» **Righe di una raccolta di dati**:
..............................

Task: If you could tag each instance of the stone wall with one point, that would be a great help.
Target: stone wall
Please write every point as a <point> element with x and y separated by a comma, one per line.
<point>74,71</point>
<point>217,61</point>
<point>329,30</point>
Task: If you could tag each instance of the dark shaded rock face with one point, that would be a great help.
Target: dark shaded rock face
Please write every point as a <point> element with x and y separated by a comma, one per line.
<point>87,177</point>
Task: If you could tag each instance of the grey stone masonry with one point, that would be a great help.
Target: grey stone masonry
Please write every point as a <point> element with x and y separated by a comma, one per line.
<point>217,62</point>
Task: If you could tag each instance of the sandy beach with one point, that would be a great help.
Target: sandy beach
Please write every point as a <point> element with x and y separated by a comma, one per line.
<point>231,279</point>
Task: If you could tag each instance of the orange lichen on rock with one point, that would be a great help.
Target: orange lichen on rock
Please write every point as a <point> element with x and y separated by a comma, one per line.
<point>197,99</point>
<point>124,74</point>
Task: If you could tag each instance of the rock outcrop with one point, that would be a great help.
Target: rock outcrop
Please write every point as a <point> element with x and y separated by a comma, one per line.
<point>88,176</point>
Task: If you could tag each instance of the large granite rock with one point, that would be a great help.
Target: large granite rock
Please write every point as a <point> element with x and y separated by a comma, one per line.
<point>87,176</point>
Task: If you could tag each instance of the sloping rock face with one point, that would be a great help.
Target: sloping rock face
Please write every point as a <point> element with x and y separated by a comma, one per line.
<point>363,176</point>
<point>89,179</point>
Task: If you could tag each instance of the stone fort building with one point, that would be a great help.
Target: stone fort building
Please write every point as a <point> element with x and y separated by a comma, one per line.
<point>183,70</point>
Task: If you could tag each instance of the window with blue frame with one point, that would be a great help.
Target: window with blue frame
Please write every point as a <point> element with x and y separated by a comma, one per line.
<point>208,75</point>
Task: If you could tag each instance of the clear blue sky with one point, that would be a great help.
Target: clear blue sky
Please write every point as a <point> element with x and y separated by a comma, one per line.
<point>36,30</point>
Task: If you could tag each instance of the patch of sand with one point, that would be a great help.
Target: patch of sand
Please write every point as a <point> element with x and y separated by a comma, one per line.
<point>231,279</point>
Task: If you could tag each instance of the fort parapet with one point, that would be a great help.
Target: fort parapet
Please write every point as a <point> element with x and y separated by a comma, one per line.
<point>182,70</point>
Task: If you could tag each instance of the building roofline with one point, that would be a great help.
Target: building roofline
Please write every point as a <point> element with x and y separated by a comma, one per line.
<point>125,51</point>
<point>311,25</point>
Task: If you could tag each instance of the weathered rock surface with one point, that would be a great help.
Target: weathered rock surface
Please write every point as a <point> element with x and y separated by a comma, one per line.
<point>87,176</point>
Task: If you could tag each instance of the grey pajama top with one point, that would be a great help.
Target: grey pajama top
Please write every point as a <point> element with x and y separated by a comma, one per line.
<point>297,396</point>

..............................

Per favore, trascrivi senza cambiare nulla tutto ciò che va dalla riga che contiene "Task: If you could tag each instance of the stone fort" giù fino alla riga che contiene "<point>182,70</point>", entrambe incluse.

Task: If you could tag each instance of the stone fort building with one point, that would be a great help.
Target: stone fort building
Please write every point as a <point> element with x and y separated by a comma, one per line.
<point>183,70</point>
Task: If you could tag each instance of the window with blue frame with one point, that would be a great help.
Target: window with blue frame
Please write every point as a <point> element with x and y separated by a comma, one per line.
<point>208,75</point>
Task: If you could tag each instance of the clear blue sky with one point, that would be a great help.
Target: clear blue sky
Please write every point as a <point> element with x and y separated by a comma, one per line.
<point>36,30</point>
Task: If you could tag each instance of the patch of sand with one point, that would be a great help.
Target: patch of sand
Please write every point as a <point> element with x and y separated by a comma, one per line.
<point>231,279</point>
Task: If you could tag each instance of the fort parapet with one point, that would be a great help.
Target: fort parapet
Please write every point as a <point> element with x and y separated by a comma, one per line.
<point>182,70</point>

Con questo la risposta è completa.